Every entry must be transcribed exactly. Pictures are not part of the copy.
Supplied data section start
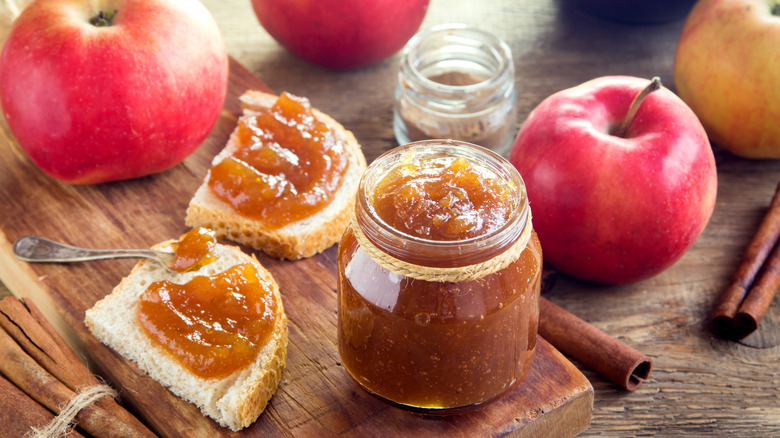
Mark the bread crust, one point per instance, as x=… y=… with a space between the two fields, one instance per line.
x=234 y=401
x=300 y=239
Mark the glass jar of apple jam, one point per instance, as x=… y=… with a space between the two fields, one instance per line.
x=439 y=275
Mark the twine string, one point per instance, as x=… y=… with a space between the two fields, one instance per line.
x=452 y=274
x=60 y=425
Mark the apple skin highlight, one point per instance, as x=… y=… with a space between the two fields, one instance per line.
x=90 y=104
x=615 y=209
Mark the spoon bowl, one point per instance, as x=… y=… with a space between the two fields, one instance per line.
x=38 y=249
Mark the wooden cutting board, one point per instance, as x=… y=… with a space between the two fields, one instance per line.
x=316 y=396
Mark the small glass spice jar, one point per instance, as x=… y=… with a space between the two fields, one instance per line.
x=456 y=82
x=439 y=276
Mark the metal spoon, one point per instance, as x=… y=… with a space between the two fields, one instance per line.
x=41 y=250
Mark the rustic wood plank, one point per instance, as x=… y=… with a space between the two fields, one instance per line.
x=316 y=396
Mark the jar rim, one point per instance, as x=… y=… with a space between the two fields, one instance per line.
x=456 y=252
x=498 y=48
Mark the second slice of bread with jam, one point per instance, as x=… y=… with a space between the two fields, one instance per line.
x=235 y=399
x=302 y=238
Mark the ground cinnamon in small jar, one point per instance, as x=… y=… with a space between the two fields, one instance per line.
x=456 y=82
x=439 y=277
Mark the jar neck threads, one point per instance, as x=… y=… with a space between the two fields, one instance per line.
x=432 y=258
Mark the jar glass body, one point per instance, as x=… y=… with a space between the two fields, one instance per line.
x=432 y=346
x=456 y=82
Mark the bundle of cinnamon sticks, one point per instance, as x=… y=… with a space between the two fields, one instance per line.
x=40 y=374
x=754 y=284
x=604 y=354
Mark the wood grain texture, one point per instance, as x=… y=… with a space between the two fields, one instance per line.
x=316 y=396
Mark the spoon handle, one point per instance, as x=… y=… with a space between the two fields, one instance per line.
x=40 y=249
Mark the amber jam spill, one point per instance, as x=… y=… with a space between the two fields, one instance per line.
x=439 y=347
x=212 y=325
x=194 y=250
x=288 y=167
x=442 y=199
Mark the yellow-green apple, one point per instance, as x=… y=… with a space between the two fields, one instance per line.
x=98 y=91
x=727 y=69
x=341 y=34
x=620 y=175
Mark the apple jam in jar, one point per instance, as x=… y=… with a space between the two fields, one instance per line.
x=439 y=276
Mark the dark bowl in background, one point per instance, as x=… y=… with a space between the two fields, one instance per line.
x=636 y=11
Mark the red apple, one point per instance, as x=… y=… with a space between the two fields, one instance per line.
x=101 y=94
x=609 y=206
x=727 y=69
x=341 y=34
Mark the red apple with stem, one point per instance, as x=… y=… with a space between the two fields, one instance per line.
x=111 y=90
x=621 y=181
x=341 y=34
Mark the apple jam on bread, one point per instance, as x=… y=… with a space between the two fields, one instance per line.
x=285 y=183
x=215 y=334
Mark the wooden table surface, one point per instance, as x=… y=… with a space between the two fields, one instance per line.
x=700 y=385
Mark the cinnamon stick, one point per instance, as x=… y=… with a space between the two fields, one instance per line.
x=592 y=347
x=757 y=301
x=40 y=385
x=724 y=318
x=18 y=412
x=26 y=325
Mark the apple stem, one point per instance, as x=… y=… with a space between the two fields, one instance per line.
x=103 y=18
x=654 y=85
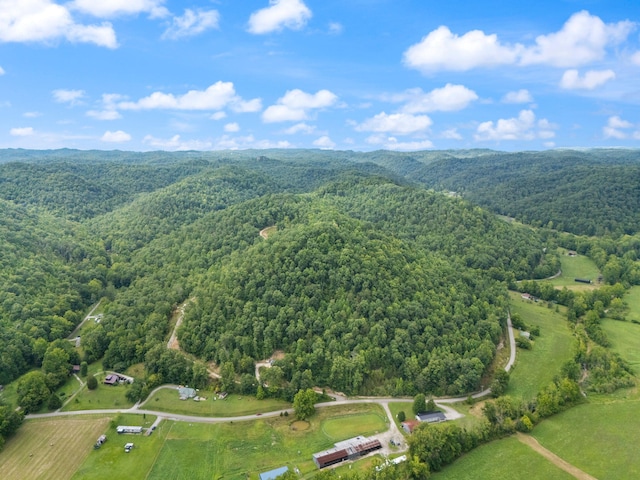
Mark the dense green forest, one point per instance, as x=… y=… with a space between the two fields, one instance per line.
x=369 y=283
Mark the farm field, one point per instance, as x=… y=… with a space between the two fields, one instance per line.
x=50 y=449
x=576 y=267
x=235 y=449
x=600 y=437
x=166 y=400
x=625 y=341
x=633 y=300
x=506 y=459
x=105 y=396
x=536 y=368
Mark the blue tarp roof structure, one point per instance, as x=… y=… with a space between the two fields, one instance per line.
x=270 y=475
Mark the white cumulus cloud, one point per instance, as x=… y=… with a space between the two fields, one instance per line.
x=293 y=14
x=583 y=39
x=175 y=143
x=215 y=97
x=300 y=128
x=296 y=104
x=68 y=96
x=192 y=23
x=114 y=8
x=21 y=132
x=45 y=21
x=449 y=98
x=396 y=123
x=571 y=79
x=618 y=128
x=519 y=96
x=443 y=50
x=324 y=142
x=115 y=137
x=524 y=127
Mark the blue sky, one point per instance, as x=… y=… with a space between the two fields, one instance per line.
x=332 y=74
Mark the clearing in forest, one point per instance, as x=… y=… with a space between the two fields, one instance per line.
x=50 y=449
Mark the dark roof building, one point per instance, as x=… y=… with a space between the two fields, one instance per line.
x=431 y=417
x=347 y=450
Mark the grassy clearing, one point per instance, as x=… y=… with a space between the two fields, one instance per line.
x=576 y=267
x=625 y=340
x=51 y=449
x=166 y=400
x=234 y=450
x=505 y=459
x=600 y=437
x=105 y=396
x=111 y=461
x=536 y=368
x=353 y=425
x=633 y=300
Supplied data section end
- Completed task:
Mark the bread crust, one point per instance, as x=… y=… with a space between the two fields, one instance per line.
x=234 y=401
x=300 y=239
Mark the glass jar of apple jam, one point per instance, as x=… y=… with a space between the two fields, one instance per line.
x=439 y=275
Mark the twine string, one point per instance, as x=… y=… with a space between the two fields, one instance per line.
x=452 y=274
x=60 y=425
Mark the apple skin highlight, one point per instance, as x=… y=… with a space between the two fields, one instance per line.
x=90 y=104
x=615 y=209
Mark the spoon bowl, one point per instance, as x=… y=… with a space between the two fields, one instance per line.
x=38 y=249
Mark the wooden cutting board, one point per instance, as x=… y=… with a space between the two fields, one instance per line.
x=316 y=396
Mark the small glass spice jar, one point per instance, as x=… y=… with a space between the two fields, one instance per line.
x=456 y=82
x=439 y=276
Mark the metal spoon, one point per instance, as x=… y=… with a space between the two fields, one instance per line.
x=41 y=250
Mark the rustic wood plank, one point per instance, as x=… y=… with a space between the two fields, one instance per line.
x=316 y=396
Mark the jar rim, one point per instance, as x=… y=… with a space between the two fields, one instance per line.
x=456 y=252
x=498 y=48
Mark the second slice of bread with jam, one point per instance, as x=… y=… with a space between the two fields, one instance per line.
x=235 y=399
x=302 y=238
Mark the ground cinnamon in small jar, one point per instance, as x=… y=… with a space between the two fields, one instance per line.
x=456 y=82
x=439 y=277
Mark the jar neck threads, one point per instance, as x=… y=… with a space between the two fields, one instance per line.
x=432 y=258
Mark the jar glass body, one point per instance, as x=… y=… with a space between the two fields, one instance per line.
x=432 y=346
x=456 y=82
Mark the bundle of cinnamon sticks, one point per instance, as x=… y=… with a space between the two fields, one instance per line.
x=40 y=374
x=754 y=284
x=604 y=354
Mark the wood grain texture, one point per instance, as x=… y=… with a space between the two fields, one instance per line.
x=316 y=396
Mark the spoon handle, one point per instance, as x=… y=… with a space between the two fields, one instance per line.
x=40 y=249
Mark the amber jam spill, one point per instance, as x=… y=… with a space between the two fields, one instance per line.
x=439 y=347
x=212 y=325
x=194 y=250
x=288 y=167
x=442 y=199
Mark the yellow-green apple, one point per instance, as x=… y=… with a space between the two fields, one instance per line.
x=98 y=91
x=727 y=69
x=341 y=34
x=620 y=175
Mark the apple jam in jar, one point per instance, as x=… y=… with a space between the two fields, one instance per line.
x=439 y=276
Mark the dark bowl in background, one point per instance, as x=… y=… with a space between the two fields, one instance per line.
x=636 y=11
Mark the red apple, one point per instance, as x=… y=… with a space between the two fields, one instance per line.
x=101 y=94
x=609 y=206
x=727 y=69
x=341 y=34
Mark the red apple with stem, one point per instance, as x=… y=… with a space between the two fields, one instance per line.
x=111 y=90
x=621 y=181
x=341 y=34
Mark the apple jam on bread, one point per instance, as x=… y=… with a space between the two fields, one instance per line.
x=285 y=183
x=215 y=334
Mark the wooden table surface, one point per instance, as x=… y=… with a space between the two fields, one instance per line.
x=700 y=385
Mark the cinnamon stick, one point per instance, as x=… y=… with a space between the two fields, one instance per line.
x=592 y=347
x=757 y=301
x=40 y=385
x=724 y=318
x=18 y=412
x=26 y=325
Mark the apple stem, one point per instance, as x=… y=… with a space between the two fields, one instance per line.
x=103 y=18
x=654 y=85
Mark the dense green forest, one point per instance, as x=… y=… with a space between the two fields, one instance per line.
x=369 y=283
Mark the farm field, one point per instance, as x=… y=… with a space between the two fields, one instance per line.
x=50 y=449
x=576 y=267
x=235 y=449
x=600 y=437
x=166 y=400
x=625 y=341
x=633 y=300
x=506 y=459
x=105 y=396
x=536 y=368
Mark the blue tarp roof structure, one point per instance, as x=… y=… with a space between the two fields, one instance per line.
x=270 y=475
Mark the white cumulus cloud, one point per instance, as x=… y=… with a space between the two fields, one instance per line.
x=293 y=14
x=583 y=39
x=175 y=143
x=215 y=97
x=300 y=128
x=296 y=104
x=68 y=96
x=192 y=23
x=114 y=8
x=21 y=132
x=45 y=21
x=449 y=98
x=396 y=123
x=571 y=79
x=618 y=128
x=519 y=96
x=443 y=50
x=324 y=142
x=115 y=137
x=524 y=127
Mark the blue sky, one point per instance, as x=… y=… with a space between the two fields, one instance per line.
x=332 y=74
Mark the clearing in forest, one point per instance, as x=… y=… with a space between the two fields, one instance per line.
x=50 y=449
Mark the dark roof building, one point per instance, as x=… y=… with a space between the two fields, one instance per line.
x=431 y=417
x=347 y=450
Mark the grassy clearing, one point per instance, as x=… y=… with a space between the two fields, one instance per line.
x=576 y=267
x=625 y=340
x=51 y=449
x=166 y=400
x=234 y=450
x=505 y=459
x=600 y=437
x=105 y=396
x=111 y=461
x=536 y=368
x=353 y=425
x=633 y=300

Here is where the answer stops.